Stored items
◆ ◆ ◆ ◆

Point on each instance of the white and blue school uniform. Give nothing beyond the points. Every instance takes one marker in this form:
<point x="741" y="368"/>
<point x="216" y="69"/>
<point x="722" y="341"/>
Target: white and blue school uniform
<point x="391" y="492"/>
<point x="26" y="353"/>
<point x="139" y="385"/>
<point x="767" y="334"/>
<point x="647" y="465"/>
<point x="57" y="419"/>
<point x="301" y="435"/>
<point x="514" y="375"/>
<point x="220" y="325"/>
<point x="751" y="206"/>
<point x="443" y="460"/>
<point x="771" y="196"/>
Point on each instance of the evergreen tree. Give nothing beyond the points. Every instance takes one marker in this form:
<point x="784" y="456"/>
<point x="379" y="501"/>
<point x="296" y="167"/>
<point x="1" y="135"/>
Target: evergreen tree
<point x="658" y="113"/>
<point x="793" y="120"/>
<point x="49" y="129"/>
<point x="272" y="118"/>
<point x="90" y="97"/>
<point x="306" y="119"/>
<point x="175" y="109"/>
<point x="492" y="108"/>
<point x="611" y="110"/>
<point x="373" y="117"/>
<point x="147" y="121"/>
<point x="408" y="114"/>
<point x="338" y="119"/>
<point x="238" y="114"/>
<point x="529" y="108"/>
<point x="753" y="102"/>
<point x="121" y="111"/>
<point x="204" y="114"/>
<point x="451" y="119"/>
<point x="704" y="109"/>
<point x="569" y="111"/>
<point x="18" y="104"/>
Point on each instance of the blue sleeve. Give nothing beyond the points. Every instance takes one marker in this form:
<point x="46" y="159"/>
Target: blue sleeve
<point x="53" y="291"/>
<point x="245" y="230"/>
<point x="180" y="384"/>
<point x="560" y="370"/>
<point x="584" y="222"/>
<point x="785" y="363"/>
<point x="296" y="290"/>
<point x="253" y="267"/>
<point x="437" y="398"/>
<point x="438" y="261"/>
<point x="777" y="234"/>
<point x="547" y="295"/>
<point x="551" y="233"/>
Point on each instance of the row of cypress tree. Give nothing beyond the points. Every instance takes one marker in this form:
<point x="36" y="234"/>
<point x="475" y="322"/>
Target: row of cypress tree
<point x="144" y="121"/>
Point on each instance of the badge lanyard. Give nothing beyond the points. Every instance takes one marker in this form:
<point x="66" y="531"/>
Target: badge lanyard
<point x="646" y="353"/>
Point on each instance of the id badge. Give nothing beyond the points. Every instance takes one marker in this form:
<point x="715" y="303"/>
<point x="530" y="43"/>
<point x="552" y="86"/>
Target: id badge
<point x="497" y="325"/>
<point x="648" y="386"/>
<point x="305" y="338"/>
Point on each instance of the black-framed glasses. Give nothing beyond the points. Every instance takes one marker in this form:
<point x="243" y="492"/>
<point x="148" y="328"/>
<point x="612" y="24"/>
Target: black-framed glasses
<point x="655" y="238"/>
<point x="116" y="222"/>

◆ ◆ ◆ ◆

→ **What is expected**
Show every line from the entries above in which the word "Give" appears.

→ **Exercise response**
Point on each instance of the white and blue school uniform. Give nothing beyond the points. Every instance takes one marker in this form:
Point on each instance of the evergreen tree. Give nothing beyond the points. Every instance takes one marker in this form:
Point on each instance of the blue sleeve. Give nothing beyond the points. Every instance takes one marker in this form:
Point on each instance of the row of cypress tree. Give nothing beyond the points. Every instance takes one marker in this form:
Point on each instance of the badge lanyard. Give nothing beyond the points. Every instance takes one marker in this form:
Point on each instance of the id badge. Give nothing beyond the points. Every instance takes one marker in this form:
Point on each instance of the black-framed glasses. Give nothing beyond the points. Every instance takes one marker in this form:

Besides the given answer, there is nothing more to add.